Start of The data

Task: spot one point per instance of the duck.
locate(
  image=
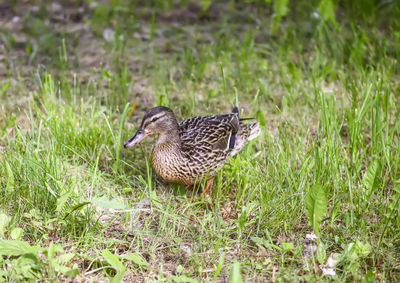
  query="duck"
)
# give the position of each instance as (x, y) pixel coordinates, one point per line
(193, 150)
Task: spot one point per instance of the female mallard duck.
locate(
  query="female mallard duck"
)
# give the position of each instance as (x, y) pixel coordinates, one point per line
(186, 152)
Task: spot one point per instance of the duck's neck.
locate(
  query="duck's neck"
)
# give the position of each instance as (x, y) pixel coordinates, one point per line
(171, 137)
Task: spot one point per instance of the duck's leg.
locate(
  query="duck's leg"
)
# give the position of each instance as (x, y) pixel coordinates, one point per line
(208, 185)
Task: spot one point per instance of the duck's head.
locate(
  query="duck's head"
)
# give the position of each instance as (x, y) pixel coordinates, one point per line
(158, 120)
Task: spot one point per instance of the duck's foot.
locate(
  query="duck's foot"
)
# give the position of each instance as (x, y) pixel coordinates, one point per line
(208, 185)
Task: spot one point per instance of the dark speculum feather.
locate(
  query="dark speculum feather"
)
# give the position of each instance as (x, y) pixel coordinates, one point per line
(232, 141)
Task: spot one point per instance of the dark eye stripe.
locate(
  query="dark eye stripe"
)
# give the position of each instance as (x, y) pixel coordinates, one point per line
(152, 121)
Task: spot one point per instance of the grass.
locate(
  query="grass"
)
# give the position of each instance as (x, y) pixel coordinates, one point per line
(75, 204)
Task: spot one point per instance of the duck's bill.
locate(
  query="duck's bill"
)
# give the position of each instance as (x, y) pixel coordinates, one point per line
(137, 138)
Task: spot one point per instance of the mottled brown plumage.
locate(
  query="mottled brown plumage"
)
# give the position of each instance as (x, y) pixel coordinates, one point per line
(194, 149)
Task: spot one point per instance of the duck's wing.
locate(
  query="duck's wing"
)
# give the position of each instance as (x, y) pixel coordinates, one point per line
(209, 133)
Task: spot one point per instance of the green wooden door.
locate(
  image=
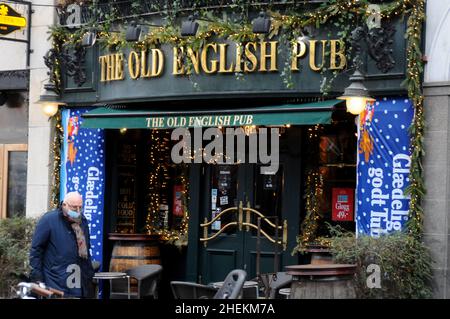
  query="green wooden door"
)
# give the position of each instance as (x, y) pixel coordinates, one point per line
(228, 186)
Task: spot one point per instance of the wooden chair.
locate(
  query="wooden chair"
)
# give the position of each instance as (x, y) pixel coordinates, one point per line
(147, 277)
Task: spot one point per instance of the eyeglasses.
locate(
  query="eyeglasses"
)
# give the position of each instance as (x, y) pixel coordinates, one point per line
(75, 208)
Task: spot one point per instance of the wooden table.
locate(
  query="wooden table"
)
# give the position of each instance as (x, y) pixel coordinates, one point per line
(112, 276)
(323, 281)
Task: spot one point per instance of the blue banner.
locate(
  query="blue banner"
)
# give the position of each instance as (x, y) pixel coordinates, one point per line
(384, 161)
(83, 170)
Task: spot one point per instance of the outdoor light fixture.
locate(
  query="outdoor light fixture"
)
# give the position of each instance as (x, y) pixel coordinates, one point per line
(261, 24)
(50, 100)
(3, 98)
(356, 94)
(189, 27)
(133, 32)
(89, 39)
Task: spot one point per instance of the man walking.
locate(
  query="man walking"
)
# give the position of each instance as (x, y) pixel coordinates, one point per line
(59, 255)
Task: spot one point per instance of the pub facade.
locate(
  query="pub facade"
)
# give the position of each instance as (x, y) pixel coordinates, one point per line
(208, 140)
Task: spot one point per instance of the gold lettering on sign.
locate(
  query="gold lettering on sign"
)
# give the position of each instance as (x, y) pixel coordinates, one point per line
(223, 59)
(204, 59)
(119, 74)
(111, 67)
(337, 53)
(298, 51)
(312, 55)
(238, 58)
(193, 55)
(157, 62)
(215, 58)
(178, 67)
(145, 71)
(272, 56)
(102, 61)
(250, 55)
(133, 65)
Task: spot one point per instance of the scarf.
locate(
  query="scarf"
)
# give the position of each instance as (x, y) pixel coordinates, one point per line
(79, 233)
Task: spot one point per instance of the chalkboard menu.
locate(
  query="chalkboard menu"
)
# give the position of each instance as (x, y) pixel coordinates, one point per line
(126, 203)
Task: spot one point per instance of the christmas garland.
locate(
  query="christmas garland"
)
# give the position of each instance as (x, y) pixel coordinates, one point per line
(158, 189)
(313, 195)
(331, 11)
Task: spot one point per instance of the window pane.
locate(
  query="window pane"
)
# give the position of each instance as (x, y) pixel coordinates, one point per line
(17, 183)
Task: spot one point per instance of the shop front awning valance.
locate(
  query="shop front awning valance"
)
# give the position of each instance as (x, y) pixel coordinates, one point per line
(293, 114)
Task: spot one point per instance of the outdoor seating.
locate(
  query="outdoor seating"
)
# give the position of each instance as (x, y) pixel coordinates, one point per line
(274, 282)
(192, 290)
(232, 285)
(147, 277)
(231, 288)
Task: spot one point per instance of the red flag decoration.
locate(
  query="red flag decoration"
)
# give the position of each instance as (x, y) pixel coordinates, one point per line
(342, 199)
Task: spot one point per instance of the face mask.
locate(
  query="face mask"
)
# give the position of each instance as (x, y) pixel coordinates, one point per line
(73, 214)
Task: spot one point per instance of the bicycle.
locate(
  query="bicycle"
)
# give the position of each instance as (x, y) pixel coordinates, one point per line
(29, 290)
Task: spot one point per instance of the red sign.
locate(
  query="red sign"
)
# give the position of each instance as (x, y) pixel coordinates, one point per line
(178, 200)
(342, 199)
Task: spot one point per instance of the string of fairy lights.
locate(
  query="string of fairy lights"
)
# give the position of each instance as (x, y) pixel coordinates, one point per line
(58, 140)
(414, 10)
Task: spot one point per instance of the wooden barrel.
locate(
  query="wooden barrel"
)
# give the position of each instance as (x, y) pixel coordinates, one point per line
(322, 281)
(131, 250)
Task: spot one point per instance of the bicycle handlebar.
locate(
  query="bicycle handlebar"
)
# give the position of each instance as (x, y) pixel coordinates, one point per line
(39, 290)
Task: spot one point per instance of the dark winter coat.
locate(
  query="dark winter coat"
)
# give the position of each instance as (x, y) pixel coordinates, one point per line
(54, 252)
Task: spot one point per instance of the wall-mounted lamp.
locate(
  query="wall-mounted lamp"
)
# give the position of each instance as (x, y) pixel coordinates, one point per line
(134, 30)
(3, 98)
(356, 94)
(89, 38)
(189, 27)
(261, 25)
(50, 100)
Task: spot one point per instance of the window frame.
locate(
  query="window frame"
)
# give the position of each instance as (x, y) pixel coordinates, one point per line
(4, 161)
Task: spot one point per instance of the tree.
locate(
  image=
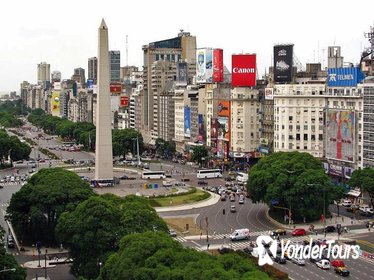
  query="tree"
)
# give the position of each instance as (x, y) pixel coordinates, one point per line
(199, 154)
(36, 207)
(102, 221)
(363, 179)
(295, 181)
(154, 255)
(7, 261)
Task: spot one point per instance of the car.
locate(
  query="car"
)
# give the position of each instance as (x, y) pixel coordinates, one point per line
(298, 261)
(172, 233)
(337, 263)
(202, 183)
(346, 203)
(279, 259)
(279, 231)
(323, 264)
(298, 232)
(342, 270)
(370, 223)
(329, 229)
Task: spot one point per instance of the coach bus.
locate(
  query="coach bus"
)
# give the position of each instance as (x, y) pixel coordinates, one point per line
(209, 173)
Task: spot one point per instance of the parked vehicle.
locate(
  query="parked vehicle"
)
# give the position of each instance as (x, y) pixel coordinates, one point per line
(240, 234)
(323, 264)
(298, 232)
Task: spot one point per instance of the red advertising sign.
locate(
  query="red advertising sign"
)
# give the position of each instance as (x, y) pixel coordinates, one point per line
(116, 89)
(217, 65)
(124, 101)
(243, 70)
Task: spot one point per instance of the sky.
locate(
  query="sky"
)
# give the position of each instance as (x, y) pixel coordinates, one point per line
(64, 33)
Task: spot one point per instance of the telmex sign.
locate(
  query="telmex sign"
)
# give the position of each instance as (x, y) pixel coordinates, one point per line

End of The data

_Task objective_
Your copy must hold every record above in its exact wording and must hold no pictures.

_Response below_
Task: spot one point per instance of the duck.
locate(
  image=
  query="duck"
)
# give the position of each instance as (x, y) pixel coordinates, one point per line
(193, 150)
Task: spot one point per instance of the female mallard duck.
locate(
  query="female mallard duck"
)
# give the position of each instance as (x, y) pixel coordinates, one point per line
(186, 152)
Task: spot one point per instance of the duck's neck.
locate(
  query="duck's neck"
)
# give the position of each instance as (x, y) pixel coordinates, one point per line
(171, 137)
Task: spot one point per instance of the duck's leg.
locate(
  query="duck's leg"
)
# give the position of each instance as (x, y) pixel coordinates, one point per line
(208, 185)
Task: spot one point per instance of the duck's head.
locate(
  query="duck's head"
)
# give the position of each instance as (x, y) pixel coordinates, one point per line
(158, 120)
Task: spot one point per instance of the duck's foot.
locate(
  query="duck's foot"
)
# give the position of each instance as (x, y) pixel coordinates, one point per line
(208, 185)
Task: spot one point per instance of the dark speculum feather.
locate(
  query="dark speculum feather"
)
# give the position of each instance as (x, y) pixel coordinates, one point per line
(232, 141)
Task: spot one point per instance of the dark eye stripe.
locate(
  query="dark eye stripe"
)
# give the position of each instance as (x, y) pixel coordinates, one point per line
(152, 121)
Task: spot one point per instance of the grass.
locate(
  query="grass"
)
# give the position of each instance as (x, y) pixel coordinates, one point per line
(75, 204)
Task: spot one point per instance of the duck's bill.
locate(
  query="duck's bill"
)
# give the position of each instance as (x, y) pixel coordinates, one point per line
(137, 138)
Task: spot one point per instance of the mottled brown plumage.
locate(
  query="mottled brown plumage"
)
# give the position of each instance as (x, y) pixel coordinates, one point per line
(194, 149)
Task: spot one point per instance of the duck's wing.
locate(
  query="duck's wing"
)
# give the position of each instance as (x, y) pixel coordinates, one point per line
(209, 133)
Task: spot one point per instance of the green wooden door.
locate(
  image=
  query="green wooden door"
)
# give the position of each instance as (x, y) pixel coordinates, one point per line
(228, 186)
Task: spot one point per instance of the wooden chair.
locate(
  query="wooden chair"
)
# give the position of each instance as (x, y) pixel coordinates, one point per line
(147, 277)
Task: spot one point per instance of the eyeglasses.
locate(
  query="eyeglasses"
)
# give the position of each instance as (x, y) pixel coordinates, one point per line
(75, 208)
Task: spot one point per instance of the wooden table.
locate(
  query="wooden table"
)
# give the position of each instance as (x, y) pixel coordinates, one point per line
(112, 276)
(323, 281)
Task: spot one point per instance of the blue banner.
locate(
  query="blue banner"
)
# give the position of each instance as (x, y) pixel coordinates, one point per line
(384, 161)
(83, 170)
Task: spot one point per instance of the outdoor light fixture.
locate(
  query="outdoor light fixture"
)
# give the position of each instance as (x, y) pixel coordinates, one point per line
(261, 24)
(50, 100)
(3, 98)
(356, 94)
(189, 27)
(133, 32)
(89, 39)
Task: spot one point per instance of the man walking.
locate(
  query="man walking"
)
# give the position of each instance as (x, y) pixel coordinates, one point per line
(59, 255)
Task: spot one point per instance of the pub facade.
locate(
  query="pub facade"
)
# give the position of each instance as (x, y) pixel coordinates, one point per line
(208, 140)
Task: spot one point per instance of the gold lettering on sign.
locate(
  query="gold lettering on sign"
)
# give the position of each instance as (x, y) pixel coordinates, one point per line
(223, 59)
(204, 59)
(119, 74)
(111, 67)
(337, 53)
(298, 51)
(312, 55)
(238, 58)
(193, 55)
(157, 62)
(215, 58)
(178, 67)
(145, 71)
(272, 56)
(102, 61)
(250, 55)
(133, 65)
Task: spot one point per instance of the scarf.
locate(
  query="scarf"
)
# give the position of each instance as (x, y) pixel coordinates, one point per line
(79, 233)
Task: spot one point per instance of the chalkboard menu.
locate(
  query="chalkboard menu"
)
# give the position of each instance as (x, y) pixel coordinates, one point per line
(126, 203)
Task: spot one point per instance of the christmas garland.
locate(
  query="christmas garland"
)
# give the position of each instance as (x, y) pixel coordinates, one point per line
(158, 189)
(313, 195)
(331, 11)
Task: spot one point per instance of the window pane.
locate(
  query="window pane"
)
# give the position of each instance as (x, y) pixel coordinates, one point per line
(17, 183)
Task: spot one point per instance of the shop front awning valance.
locate(
  query="shop front awning valance"
)
# give the position of each instance as (x, y) pixel coordinates, one point per line
(293, 114)
Task: spot one point per instance of the outdoor seating.
locate(
  query="outdoor seating"
)
# give the position of each instance as (x, y) pixel coordinates, one point per line
(274, 282)
(192, 290)
(232, 285)
(147, 277)
(231, 288)
Task: spot one point per instance of the red flag decoration.
locate(
  query="red flag decoration"
)
# give the position of each instance as (x, y) pixel coordinates, one point per line
(342, 199)
Task: spot one point per instance of the face mask.
locate(
  query="face mask"
)
# give the position of each instance as (x, y) pixel coordinates, one point per line
(73, 214)
Task: spot one point per instance of the bicycle.
locate(
  query="bicycle"
)
# give the position of each instance as (x, y) pixel coordinates, one point per line
(29, 290)
Task: spot one point per instance of the red sign.
locate(
  query="red sign"
)
# give the position of each instance as (x, y) pixel coordinates, one point per line
(178, 200)
(342, 199)
Task: spot one point per instance of the string of fairy lights.
locate(
  query="string of fairy lights"
)
# give the position of each instance as (x, y) pixel coordinates, one point per line
(58, 140)
(414, 10)
Task: spot one point per instance of the wooden barrel.
locate(
  query="wooden barrel"
)
# give the position of each instance as (x, y) pixel coordinates, one point per line
(322, 281)
(131, 250)
Task: spot one point per instance of the bicycle handlebar.
locate(
  query="bicycle handlebar"
)
# give the position of each instance as (x, y) pixel coordinates, one point per line
(39, 290)
Task: spot one point per instance of the dark winter coat.
locate(
  query="dark winter coat"
)
# give the position of each instance as (x, y) pixel coordinates, one point per line
(54, 252)
Task: spot one point per instance of the wall-mounted lamp.
locate(
  query="wall-mounted lamp"
)
# give the position of each instance as (x, y) pixel coordinates, one point per line
(134, 30)
(3, 98)
(356, 94)
(89, 38)
(189, 27)
(261, 25)
(50, 100)
Task: spot one point per instance of the window frame.
locate(
  query="window frame"
)
# give the position of each instance as (x, y) pixel coordinates, one point per line
(4, 161)
Task: spot one point per instance of the tree.
locate(
  image=
  query="tree"
)
# give the position of each instance as (x, y) pixel coordinates, one point per line
(199, 154)
(36, 207)
(102, 221)
(363, 179)
(295, 181)
(154, 255)
(7, 261)
Task: spot one point per instance of the car.
locate(
  query="car"
)
# give the position of each instance as (x, y) pixel coordinates, one point per line
(298, 261)
(172, 233)
(337, 263)
(202, 183)
(346, 203)
(279, 259)
(279, 231)
(323, 264)
(298, 232)
(342, 270)
(370, 223)
(329, 229)
Task: spot one point per instance of the coach bus.
locate(
  query="coach bus"
)
# give the position of each instance as (x, y) pixel coordinates, one point per line
(209, 173)
Task: spot one point per instance of the parked vehicle.
locate(
  query="parked vehicle"
)
# give the position of each instance as (x, y) pixel coordinates, one point per line
(240, 234)
(323, 264)
(298, 232)
Task: spot one point per instance of the red advertising sign.
locate(
  query="red advertising sign"
)
# give the position of each instance as (x, y) pixel coordinates, one point per line
(116, 89)
(217, 65)
(124, 101)
(243, 70)
Task: spot one point per instance of the sky.
locate(
  query="sky"
)
# give the position of each instance as (x, y) pixel coordinates, one point per line
(64, 33)
Task: spot one point per instance of the telmex sign.
locate(
  query="telmex sign"
)
# give the position of each instance as (x, y) pixel coordinates, one point per line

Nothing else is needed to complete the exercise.